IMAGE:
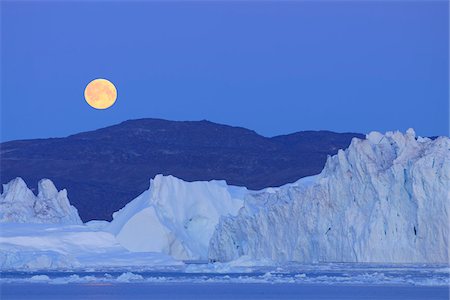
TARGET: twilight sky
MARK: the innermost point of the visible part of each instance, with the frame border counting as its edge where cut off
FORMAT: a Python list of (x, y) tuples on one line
[(272, 67)]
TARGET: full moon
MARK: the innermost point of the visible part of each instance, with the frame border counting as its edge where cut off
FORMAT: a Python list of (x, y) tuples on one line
[(100, 93)]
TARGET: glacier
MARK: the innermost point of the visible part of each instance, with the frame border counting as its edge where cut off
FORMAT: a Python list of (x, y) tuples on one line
[(383, 199), (18, 204), (175, 217)]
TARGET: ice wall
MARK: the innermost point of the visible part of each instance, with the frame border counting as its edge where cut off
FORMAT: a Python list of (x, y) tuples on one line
[(384, 199), (18, 204), (175, 217)]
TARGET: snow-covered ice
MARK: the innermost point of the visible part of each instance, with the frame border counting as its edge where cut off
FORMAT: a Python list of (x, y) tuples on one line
[(19, 204), (384, 199), (175, 217), (56, 247)]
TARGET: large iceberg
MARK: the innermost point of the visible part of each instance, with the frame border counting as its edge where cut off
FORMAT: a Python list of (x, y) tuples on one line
[(18, 204), (384, 199), (175, 217)]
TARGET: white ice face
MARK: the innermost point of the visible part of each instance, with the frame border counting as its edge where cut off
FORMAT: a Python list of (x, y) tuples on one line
[(175, 217), (18, 204), (384, 199)]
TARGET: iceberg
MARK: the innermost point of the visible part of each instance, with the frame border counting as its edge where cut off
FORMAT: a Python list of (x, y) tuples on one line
[(18, 204), (175, 217), (384, 199)]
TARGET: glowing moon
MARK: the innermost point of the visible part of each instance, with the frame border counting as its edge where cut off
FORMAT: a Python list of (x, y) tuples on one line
[(100, 93)]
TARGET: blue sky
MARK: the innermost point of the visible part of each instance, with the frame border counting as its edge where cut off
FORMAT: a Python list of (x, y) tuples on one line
[(274, 67)]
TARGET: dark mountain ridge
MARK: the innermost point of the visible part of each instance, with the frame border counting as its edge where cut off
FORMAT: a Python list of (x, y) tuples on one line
[(106, 168)]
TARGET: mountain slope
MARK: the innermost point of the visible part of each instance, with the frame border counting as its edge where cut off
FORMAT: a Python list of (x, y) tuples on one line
[(103, 169)]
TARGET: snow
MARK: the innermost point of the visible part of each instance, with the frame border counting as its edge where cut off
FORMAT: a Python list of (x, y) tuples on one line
[(56, 247), (175, 217), (19, 204), (384, 199)]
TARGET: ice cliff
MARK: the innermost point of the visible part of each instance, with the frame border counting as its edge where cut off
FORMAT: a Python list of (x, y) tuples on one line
[(18, 204), (384, 199), (175, 217)]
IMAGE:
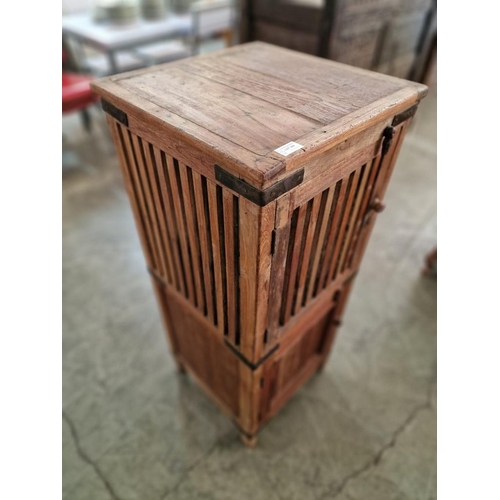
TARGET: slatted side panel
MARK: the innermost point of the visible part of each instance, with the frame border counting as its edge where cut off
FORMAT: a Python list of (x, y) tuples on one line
[(323, 238), (189, 228)]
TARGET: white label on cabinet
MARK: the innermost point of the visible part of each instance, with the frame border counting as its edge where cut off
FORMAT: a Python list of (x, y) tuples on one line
[(288, 148)]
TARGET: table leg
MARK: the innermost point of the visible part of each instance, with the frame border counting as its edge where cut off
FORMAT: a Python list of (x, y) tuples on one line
[(112, 62)]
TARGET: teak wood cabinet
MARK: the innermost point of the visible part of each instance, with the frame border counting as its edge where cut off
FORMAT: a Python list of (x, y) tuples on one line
[(255, 175)]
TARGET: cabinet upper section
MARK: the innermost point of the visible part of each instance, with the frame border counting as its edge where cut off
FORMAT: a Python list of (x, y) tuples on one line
[(261, 110)]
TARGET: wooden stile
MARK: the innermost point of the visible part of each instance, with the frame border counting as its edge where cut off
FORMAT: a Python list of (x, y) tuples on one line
[(254, 208)]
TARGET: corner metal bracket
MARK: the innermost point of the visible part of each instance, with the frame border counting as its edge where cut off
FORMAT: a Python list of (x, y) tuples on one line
[(115, 112), (252, 366), (260, 198)]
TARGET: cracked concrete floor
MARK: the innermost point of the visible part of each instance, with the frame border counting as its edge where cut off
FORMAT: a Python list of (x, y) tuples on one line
[(135, 430)]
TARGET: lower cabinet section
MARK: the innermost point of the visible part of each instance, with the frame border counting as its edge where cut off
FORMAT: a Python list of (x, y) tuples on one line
[(250, 393)]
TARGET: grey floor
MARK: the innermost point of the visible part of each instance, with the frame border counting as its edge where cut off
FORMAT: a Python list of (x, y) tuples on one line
[(134, 429)]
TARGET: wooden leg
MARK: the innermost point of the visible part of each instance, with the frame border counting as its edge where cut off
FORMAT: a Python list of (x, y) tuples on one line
[(430, 268), (180, 367), (249, 441)]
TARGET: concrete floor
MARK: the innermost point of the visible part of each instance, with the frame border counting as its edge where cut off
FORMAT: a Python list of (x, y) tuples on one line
[(133, 429)]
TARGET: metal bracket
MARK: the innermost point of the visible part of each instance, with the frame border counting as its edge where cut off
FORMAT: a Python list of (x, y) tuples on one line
[(261, 198), (387, 135), (405, 115), (252, 366), (115, 112)]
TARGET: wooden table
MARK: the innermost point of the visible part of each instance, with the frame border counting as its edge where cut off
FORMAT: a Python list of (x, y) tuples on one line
[(111, 39)]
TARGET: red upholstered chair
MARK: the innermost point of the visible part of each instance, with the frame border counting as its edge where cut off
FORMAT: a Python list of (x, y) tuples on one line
[(76, 94)]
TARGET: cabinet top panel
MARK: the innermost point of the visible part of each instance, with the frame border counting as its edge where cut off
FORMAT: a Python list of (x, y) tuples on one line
[(262, 109)]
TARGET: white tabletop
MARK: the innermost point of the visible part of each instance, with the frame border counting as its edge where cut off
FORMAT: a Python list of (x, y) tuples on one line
[(114, 37)]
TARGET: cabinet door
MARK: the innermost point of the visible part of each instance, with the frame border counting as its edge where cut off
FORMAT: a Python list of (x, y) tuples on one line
[(321, 244)]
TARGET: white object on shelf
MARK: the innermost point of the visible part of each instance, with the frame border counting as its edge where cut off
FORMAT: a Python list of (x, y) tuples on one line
[(163, 52), (125, 61)]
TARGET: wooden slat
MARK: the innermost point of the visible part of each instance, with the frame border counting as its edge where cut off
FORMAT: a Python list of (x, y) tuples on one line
[(279, 264), (117, 133), (204, 231), (364, 174), (184, 253), (146, 188), (127, 139), (192, 229), (375, 165), (306, 253), (293, 264), (255, 265), (337, 210), (320, 243), (343, 224), (171, 223), (229, 247), (152, 170), (216, 252)]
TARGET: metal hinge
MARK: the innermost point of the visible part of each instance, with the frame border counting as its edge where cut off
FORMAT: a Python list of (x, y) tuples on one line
[(273, 241), (387, 135)]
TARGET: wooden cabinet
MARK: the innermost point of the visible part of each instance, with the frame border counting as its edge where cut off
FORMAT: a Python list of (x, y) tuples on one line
[(255, 175)]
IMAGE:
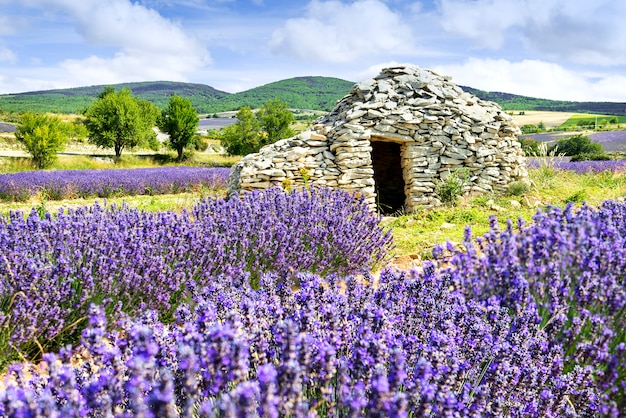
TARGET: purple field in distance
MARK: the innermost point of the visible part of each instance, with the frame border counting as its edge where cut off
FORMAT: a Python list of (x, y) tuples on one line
[(611, 141)]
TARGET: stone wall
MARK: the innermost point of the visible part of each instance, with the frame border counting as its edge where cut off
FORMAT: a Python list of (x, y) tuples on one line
[(438, 129)]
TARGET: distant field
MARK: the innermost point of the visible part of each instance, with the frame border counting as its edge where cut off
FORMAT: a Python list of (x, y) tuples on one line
[(534, 117), (577, 119)]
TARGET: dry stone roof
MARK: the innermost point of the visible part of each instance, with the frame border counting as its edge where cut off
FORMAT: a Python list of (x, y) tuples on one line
[(394, 139)]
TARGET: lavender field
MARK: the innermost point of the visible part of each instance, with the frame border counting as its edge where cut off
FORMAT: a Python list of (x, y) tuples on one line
[(582, 167), (68, 184), (265, 306)]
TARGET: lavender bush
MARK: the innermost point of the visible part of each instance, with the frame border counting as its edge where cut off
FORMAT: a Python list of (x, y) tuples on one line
[(65, 184), (52, 268), (413, 346), (582, 167), (569, 265)]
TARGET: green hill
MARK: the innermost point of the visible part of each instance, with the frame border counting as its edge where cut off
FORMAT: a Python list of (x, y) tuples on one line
[(516, 102), (75, 100), (315, 93)]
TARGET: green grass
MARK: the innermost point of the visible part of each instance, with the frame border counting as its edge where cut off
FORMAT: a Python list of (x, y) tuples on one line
[(417, 233), (106, 161), (174, 202), (588, 119)]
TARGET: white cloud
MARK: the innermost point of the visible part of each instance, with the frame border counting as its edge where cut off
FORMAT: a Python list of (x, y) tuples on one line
[(148, 45), (573, 30), (483, 21), (333, 31), (536, 79)]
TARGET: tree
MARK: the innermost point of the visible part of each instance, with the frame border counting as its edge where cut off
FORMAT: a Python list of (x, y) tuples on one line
[(275, 119), (244, 136), (180, 121), (578, 145), (42, 136), (251, 132), (119, 120)]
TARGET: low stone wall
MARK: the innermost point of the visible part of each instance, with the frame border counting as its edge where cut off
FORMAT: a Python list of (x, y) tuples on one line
[(439, 129)]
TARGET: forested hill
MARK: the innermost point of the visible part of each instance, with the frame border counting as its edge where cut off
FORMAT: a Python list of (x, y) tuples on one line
[(316, 93), (515, 102)]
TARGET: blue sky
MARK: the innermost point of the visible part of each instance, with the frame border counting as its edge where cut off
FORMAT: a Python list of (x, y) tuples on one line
[(556, 49)]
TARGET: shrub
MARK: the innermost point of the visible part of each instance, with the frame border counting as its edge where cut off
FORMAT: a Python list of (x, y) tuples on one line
[(52, 268), (42, 136), (518, 188), (451, 188), (577, 145)]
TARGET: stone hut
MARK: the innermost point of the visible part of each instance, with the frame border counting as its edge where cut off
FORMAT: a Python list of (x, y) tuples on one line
[(393, 139)]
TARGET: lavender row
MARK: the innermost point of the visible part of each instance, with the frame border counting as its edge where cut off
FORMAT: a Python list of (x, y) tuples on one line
[(522, 323), (65, 184), (51, 269), (413, 346), (583, 167), (568, 265)]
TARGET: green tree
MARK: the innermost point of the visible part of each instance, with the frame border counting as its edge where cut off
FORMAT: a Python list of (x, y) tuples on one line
[(275, 119), (244, 136), (42, 136), (180, 121), (119, 120)]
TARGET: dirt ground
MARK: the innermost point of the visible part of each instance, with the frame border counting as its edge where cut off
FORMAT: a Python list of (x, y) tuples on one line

▶ _Directive_: Reproduce the items from the line with "TARGET: metal hinge" up to and including the line with "[(273, 241), (387, 135)]", replacing "frame border" with "outer edge" and changing nothing else.

▶ _Right answer_:
TARGET: metal hinge
MARK: the innermost point of the visible part of each instance, with the outer edge counting as its edge where cut off
FORMAT: a Python list of (x, y) tuples on one line
[(273, 241), (387, 135)]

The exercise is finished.